- [Description of the task] Identify every line of the listing below that contains the string "tree", and copy each such line in full.

## begin

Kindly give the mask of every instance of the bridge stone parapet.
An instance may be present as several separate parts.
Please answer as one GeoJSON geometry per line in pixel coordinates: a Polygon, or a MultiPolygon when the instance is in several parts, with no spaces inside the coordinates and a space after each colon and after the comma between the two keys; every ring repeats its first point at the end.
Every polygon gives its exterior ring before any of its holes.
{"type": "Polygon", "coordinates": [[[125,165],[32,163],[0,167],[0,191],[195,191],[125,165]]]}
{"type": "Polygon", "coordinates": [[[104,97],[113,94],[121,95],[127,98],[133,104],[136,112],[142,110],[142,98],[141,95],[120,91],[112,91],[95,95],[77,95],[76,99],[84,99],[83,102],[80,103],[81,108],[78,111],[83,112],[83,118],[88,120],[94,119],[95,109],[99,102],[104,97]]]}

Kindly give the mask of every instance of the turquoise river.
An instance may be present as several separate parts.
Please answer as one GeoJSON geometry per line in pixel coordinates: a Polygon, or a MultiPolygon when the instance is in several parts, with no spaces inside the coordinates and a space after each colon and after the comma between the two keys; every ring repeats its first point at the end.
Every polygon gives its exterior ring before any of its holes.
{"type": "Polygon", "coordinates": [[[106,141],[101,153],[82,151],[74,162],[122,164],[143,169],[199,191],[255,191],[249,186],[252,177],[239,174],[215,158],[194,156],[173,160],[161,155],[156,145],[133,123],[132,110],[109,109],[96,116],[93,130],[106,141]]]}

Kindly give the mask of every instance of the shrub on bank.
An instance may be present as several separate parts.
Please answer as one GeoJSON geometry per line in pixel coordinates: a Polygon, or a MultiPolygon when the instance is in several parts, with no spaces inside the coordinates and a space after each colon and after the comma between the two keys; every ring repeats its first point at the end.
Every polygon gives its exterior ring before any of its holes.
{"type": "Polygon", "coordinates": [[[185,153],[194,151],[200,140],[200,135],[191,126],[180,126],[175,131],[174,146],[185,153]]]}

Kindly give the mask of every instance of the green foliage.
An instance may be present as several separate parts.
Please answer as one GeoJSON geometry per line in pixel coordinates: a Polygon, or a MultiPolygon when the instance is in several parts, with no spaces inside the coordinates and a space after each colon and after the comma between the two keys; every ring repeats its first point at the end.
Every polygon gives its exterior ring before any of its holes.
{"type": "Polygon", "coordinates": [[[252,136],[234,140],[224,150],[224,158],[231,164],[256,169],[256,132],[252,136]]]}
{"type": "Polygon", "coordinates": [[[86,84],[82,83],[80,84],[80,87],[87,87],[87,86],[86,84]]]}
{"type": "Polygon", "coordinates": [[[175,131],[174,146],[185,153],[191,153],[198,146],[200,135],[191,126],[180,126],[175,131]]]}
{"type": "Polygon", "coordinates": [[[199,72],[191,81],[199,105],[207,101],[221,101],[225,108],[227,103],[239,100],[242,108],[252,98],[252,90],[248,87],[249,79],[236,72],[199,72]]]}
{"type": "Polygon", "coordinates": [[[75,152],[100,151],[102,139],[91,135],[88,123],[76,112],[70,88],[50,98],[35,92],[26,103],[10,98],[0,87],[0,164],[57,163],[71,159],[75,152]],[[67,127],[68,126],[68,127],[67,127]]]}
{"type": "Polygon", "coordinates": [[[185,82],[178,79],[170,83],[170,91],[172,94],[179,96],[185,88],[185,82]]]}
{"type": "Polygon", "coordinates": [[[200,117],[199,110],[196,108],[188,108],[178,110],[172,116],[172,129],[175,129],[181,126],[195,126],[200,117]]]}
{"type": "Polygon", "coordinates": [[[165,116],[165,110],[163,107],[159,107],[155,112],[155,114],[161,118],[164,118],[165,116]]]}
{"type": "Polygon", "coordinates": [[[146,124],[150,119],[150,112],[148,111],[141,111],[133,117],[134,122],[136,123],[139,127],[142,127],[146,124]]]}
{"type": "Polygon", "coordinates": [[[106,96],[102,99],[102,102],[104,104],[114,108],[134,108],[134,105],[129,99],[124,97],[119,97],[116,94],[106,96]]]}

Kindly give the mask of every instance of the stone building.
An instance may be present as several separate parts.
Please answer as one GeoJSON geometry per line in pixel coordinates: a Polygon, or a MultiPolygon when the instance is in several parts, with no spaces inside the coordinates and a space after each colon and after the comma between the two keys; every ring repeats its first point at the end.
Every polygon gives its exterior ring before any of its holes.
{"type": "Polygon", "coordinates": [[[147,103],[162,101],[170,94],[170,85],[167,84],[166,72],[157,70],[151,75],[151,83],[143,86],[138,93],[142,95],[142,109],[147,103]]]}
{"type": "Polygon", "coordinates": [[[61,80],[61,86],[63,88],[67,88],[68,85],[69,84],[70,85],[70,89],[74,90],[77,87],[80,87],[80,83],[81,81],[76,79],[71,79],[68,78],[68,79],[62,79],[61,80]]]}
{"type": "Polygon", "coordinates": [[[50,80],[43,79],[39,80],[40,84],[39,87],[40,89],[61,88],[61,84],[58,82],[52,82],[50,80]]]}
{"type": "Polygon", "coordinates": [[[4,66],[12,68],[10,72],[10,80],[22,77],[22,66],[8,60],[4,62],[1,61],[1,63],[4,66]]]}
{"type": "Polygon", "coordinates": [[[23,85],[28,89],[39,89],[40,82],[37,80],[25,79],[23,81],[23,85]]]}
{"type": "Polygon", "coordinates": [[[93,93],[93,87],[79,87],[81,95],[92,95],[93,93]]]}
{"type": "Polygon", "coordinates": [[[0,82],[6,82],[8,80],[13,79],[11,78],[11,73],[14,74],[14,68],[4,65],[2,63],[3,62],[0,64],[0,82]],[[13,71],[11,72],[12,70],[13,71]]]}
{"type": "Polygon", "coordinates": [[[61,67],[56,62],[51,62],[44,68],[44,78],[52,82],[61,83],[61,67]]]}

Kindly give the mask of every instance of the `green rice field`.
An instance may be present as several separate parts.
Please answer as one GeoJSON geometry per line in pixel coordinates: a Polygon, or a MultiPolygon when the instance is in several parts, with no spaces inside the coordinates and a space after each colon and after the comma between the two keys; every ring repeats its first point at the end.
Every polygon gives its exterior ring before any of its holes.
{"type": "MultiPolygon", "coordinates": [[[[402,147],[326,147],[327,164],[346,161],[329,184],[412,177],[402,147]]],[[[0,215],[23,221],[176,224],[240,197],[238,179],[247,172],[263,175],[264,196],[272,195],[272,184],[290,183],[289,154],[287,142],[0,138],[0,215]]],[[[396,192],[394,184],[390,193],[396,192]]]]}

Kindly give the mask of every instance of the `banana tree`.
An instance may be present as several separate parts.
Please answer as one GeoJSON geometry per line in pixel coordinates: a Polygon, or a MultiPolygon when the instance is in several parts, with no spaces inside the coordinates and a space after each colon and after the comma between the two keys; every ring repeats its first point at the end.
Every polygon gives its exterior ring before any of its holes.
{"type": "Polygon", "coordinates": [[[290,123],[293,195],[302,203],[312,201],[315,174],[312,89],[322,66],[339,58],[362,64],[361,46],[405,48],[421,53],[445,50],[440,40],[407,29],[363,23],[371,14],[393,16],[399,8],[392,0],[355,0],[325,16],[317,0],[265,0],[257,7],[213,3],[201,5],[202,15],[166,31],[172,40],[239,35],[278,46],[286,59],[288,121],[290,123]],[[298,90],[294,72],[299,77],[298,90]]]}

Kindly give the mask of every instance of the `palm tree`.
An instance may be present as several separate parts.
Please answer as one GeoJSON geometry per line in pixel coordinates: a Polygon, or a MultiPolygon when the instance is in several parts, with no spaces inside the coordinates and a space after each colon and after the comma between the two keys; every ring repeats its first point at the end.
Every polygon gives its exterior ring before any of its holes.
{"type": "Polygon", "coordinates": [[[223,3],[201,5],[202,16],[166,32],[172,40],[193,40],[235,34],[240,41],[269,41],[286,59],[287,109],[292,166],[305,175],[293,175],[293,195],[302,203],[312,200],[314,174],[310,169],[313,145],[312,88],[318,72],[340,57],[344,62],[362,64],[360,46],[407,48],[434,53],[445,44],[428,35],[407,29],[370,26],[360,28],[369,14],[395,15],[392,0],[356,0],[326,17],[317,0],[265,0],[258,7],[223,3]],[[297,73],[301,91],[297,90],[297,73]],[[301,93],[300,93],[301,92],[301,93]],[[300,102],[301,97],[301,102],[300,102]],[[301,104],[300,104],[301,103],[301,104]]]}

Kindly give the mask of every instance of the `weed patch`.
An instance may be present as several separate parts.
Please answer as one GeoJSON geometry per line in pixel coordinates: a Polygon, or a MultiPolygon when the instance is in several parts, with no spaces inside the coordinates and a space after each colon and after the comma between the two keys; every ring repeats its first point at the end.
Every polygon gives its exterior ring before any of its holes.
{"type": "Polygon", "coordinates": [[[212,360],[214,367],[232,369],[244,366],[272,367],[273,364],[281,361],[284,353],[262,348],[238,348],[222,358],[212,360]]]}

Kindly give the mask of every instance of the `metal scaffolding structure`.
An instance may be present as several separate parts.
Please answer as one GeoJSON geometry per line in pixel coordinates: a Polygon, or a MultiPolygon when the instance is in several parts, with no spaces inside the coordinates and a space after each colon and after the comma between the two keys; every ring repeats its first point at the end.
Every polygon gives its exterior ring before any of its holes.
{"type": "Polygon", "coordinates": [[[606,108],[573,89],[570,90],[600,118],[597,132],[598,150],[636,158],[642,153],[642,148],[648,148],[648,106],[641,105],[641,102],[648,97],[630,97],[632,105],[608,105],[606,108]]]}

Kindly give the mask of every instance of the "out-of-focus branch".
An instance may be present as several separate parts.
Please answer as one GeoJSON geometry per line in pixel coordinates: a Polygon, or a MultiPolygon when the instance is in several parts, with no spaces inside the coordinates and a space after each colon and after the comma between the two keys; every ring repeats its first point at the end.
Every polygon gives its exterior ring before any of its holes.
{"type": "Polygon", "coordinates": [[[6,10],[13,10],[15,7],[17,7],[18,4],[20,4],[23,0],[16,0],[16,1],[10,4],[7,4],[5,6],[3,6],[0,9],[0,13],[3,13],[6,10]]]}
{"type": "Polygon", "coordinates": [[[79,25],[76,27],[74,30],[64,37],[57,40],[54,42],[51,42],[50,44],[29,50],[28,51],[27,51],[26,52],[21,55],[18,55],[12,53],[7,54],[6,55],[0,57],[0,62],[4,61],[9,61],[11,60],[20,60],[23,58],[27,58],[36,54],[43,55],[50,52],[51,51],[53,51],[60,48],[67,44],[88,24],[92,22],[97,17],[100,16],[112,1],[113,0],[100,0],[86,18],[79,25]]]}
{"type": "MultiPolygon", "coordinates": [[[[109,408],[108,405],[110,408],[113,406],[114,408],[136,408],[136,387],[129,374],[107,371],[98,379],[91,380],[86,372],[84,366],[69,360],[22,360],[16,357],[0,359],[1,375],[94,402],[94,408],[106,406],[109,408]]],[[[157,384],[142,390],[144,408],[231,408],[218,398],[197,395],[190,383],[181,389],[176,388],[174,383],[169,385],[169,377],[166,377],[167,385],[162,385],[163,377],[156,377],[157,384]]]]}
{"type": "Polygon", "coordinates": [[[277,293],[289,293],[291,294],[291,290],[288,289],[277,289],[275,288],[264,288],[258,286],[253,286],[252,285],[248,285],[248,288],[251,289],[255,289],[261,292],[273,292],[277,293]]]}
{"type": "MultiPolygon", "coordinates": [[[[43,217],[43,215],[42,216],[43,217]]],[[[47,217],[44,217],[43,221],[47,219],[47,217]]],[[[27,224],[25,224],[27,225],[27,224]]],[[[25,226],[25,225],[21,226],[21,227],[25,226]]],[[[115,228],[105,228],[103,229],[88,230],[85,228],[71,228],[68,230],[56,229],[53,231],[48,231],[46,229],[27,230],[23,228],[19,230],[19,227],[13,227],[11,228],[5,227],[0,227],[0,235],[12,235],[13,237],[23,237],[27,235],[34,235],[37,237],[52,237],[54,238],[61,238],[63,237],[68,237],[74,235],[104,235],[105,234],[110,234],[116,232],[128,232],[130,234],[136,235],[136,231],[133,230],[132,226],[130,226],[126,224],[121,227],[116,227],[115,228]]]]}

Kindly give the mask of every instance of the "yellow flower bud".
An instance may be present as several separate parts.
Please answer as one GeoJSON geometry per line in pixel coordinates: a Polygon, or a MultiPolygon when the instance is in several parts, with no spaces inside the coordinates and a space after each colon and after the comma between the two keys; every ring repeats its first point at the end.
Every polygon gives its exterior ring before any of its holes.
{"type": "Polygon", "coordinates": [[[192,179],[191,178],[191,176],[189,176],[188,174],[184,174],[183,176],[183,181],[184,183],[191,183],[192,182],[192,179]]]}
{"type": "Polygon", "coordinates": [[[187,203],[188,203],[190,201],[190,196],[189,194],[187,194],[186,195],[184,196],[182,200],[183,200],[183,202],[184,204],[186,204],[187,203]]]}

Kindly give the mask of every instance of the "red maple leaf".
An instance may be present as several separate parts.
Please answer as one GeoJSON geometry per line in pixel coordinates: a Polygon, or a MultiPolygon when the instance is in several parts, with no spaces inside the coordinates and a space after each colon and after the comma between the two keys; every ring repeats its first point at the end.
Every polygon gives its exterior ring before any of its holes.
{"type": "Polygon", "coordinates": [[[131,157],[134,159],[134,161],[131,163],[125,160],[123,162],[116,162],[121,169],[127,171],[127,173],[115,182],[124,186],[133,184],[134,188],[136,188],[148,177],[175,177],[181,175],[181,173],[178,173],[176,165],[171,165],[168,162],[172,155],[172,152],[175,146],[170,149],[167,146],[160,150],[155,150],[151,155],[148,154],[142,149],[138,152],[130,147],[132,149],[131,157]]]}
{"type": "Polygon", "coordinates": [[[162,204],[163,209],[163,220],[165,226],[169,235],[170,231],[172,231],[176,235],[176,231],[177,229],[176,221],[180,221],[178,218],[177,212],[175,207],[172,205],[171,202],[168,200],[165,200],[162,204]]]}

## end

- [Output for this exercise]
Kindly give the mask of every instance of the `banana tree`.
Kindly give the mask of every instance of the `palm tree`.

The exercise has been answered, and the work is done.